**Records to use**
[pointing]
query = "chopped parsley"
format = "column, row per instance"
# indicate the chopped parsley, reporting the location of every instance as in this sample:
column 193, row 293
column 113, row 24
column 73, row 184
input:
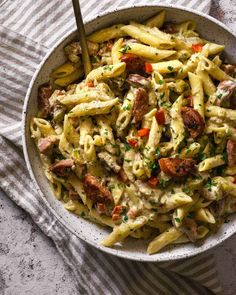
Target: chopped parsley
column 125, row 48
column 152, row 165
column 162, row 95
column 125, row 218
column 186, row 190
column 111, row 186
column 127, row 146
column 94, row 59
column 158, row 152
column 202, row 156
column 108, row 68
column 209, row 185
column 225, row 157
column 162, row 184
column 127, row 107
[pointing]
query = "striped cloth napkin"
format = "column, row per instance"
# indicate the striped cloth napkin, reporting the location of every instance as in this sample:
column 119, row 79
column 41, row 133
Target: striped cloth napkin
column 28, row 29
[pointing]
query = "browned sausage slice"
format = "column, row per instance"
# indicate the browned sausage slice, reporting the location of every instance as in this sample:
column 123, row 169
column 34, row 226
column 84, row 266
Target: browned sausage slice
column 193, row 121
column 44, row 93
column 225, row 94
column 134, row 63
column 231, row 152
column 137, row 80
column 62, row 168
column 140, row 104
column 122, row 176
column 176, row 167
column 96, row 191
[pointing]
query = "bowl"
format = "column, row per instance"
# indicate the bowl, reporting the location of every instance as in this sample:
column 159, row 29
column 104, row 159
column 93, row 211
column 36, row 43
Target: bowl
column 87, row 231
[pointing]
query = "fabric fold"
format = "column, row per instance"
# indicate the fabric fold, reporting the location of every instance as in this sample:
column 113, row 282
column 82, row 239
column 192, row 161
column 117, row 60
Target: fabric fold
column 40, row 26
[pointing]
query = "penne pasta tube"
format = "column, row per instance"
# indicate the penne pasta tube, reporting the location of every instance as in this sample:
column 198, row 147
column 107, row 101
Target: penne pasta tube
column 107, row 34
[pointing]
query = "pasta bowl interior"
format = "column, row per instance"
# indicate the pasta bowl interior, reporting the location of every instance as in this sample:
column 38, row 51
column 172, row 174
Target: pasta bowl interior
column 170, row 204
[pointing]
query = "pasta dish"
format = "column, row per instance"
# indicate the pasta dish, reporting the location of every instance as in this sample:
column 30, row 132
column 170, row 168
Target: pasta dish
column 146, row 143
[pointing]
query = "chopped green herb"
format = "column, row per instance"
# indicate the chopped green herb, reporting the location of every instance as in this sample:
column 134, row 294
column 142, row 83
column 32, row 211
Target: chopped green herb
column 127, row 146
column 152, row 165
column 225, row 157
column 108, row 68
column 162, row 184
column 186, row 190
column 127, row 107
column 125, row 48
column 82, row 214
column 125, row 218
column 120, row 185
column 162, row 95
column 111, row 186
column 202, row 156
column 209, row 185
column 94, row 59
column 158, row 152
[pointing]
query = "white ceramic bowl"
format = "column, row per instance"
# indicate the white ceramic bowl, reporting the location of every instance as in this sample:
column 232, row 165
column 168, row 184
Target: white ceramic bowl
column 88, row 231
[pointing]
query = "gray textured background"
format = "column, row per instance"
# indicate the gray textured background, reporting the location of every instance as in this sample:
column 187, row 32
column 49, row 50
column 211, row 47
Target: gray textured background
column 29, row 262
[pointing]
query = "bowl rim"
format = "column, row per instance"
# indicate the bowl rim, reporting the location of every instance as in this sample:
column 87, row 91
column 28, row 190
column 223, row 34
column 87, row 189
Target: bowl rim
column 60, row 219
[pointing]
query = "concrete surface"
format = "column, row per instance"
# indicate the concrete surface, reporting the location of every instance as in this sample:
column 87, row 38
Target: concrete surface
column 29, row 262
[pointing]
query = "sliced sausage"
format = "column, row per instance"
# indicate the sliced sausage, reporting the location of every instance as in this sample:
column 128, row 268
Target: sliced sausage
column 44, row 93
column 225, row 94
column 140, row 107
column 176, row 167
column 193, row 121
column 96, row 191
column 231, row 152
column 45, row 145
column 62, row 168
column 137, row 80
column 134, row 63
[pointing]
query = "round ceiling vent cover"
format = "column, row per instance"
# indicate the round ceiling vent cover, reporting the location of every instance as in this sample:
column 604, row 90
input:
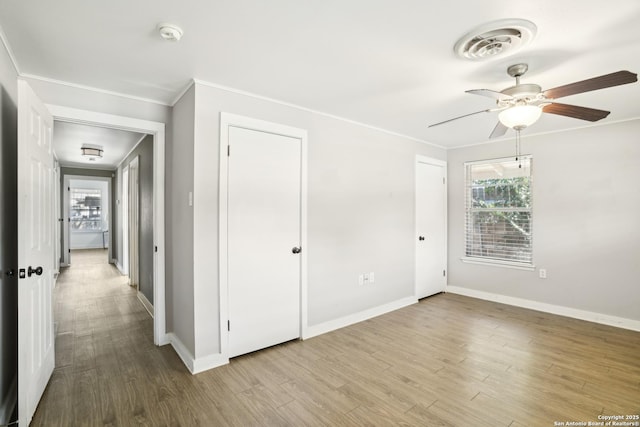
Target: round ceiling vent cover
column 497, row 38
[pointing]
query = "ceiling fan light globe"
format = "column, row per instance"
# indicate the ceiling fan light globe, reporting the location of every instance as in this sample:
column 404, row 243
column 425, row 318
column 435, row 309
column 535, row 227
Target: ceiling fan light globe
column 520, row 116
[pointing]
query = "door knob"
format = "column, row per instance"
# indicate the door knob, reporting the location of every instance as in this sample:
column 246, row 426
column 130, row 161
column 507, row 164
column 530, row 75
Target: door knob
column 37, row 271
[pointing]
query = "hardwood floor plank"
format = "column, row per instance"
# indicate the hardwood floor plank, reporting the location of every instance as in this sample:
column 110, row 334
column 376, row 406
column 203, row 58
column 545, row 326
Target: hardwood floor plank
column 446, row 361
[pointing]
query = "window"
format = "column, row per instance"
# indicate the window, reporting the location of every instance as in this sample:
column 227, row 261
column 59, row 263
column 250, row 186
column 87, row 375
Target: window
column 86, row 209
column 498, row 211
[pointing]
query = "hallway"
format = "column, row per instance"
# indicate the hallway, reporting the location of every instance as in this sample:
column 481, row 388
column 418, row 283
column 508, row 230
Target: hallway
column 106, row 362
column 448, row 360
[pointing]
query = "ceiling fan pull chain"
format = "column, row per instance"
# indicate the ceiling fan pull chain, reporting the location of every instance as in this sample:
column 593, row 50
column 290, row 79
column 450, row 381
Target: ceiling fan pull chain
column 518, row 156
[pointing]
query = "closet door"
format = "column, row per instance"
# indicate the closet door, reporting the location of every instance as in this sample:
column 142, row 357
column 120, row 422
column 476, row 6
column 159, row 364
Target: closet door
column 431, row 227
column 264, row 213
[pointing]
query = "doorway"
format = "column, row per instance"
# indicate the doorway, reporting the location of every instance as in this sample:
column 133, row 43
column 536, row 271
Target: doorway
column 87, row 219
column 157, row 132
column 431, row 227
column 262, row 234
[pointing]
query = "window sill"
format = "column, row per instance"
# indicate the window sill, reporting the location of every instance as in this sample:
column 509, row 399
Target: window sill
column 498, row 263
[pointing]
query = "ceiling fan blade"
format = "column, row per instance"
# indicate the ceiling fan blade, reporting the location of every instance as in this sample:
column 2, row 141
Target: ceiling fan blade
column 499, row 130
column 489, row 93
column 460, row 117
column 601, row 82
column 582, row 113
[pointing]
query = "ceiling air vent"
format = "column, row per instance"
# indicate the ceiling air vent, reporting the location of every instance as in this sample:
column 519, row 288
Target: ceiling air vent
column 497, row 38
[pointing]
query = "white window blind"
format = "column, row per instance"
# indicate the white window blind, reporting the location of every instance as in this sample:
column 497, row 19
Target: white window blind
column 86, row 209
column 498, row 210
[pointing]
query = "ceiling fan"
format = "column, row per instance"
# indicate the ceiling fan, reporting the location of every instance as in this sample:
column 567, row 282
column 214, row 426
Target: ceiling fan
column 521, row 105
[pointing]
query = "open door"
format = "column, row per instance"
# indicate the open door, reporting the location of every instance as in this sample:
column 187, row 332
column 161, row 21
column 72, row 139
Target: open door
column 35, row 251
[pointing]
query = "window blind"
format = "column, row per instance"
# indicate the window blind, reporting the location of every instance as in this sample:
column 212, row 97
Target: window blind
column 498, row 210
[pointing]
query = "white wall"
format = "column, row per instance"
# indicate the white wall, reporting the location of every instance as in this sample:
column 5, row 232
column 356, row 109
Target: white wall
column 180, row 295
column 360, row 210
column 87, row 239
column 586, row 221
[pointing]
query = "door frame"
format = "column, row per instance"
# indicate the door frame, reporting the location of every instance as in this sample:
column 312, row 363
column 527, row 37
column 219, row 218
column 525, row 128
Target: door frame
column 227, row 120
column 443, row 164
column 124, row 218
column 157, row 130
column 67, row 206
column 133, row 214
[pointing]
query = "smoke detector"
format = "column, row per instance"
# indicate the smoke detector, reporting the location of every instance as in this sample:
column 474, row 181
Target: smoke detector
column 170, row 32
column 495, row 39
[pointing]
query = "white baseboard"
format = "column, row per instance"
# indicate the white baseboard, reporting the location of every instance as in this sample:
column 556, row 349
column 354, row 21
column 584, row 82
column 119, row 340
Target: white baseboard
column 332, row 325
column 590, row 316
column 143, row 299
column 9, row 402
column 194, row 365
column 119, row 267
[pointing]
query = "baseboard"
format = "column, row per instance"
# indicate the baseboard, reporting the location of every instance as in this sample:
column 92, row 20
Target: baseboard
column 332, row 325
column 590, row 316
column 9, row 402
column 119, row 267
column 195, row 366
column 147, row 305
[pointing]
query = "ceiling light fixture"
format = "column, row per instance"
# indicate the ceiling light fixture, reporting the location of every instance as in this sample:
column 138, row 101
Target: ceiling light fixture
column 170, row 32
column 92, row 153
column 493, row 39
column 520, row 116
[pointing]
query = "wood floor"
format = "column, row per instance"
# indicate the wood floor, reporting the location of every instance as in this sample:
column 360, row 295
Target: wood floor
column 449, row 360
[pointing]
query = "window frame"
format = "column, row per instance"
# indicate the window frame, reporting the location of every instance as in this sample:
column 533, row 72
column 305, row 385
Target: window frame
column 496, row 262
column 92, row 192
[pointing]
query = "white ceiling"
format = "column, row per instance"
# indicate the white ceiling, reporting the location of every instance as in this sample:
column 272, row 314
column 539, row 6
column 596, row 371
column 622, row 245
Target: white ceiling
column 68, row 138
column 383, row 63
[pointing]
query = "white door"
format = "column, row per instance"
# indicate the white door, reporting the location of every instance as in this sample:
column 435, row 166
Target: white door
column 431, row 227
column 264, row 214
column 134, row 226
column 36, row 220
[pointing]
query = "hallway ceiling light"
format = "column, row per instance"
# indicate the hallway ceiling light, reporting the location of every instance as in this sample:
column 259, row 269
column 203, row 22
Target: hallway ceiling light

**What is needed**
Rewrite everything from the start of the items down through the line containing "column 28, row 29", putting "chopped cilantro" wherever "chopped parsley" appears and keeping the rest the same. Omit the pictures from your answer.

**Task answer**
[pointing]
query = "chopped cilantro"
format = "column, row per instance"
# indicate the chopped cilantro, reporting the location of every instance as in this sample:
column 193, row 293
column 113, row 24
column 73, row 184
input:
Target: chopped cilantro
column 125, row 48
column 152, row 165
column 162, row 95
column 125, row 218
column 186, row 190
column 111, row 186
column 127, row 146
column 94, row 59
column 158, row 152
column 202, row 156
column 108, row 68
column 209, row 185
column 225, row 157
column 162, row 184
column 127, row 107
[pointing]
query = "striped cloth napkin"
format = "column, row per instance"
# indicate the striped cloth napkin, reporting the location of every instance as in this sample:
column 119, row 79
column 41, row 133
Target: striped cloth napkin
column 28, row 29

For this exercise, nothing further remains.